• [ENTRIES]:
☆ ☆ ☆
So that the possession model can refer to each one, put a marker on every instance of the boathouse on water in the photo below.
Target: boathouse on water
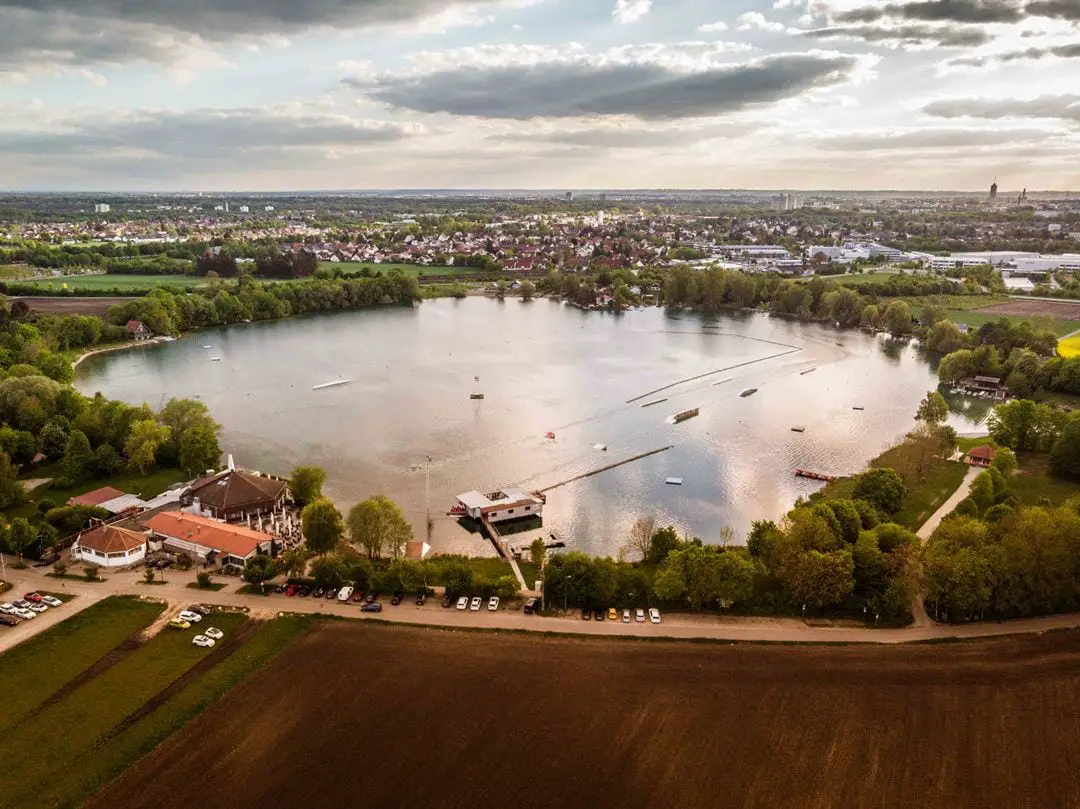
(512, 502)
☆ ☆ ☆
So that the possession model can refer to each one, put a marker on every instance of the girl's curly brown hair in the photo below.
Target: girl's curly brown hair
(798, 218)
☆ ☆ ☆
• [WRITTEN TASK]: List every line of the data above that contains the string "model".

• [COMPLETE RESPONSE]:
So that the possession model can refer to each one, put a marker on every instance of the boathouse on water in the photo below.
So that the possession model can refer to each one, put a marker on every instance of the girl's curly brown hair in the photo below.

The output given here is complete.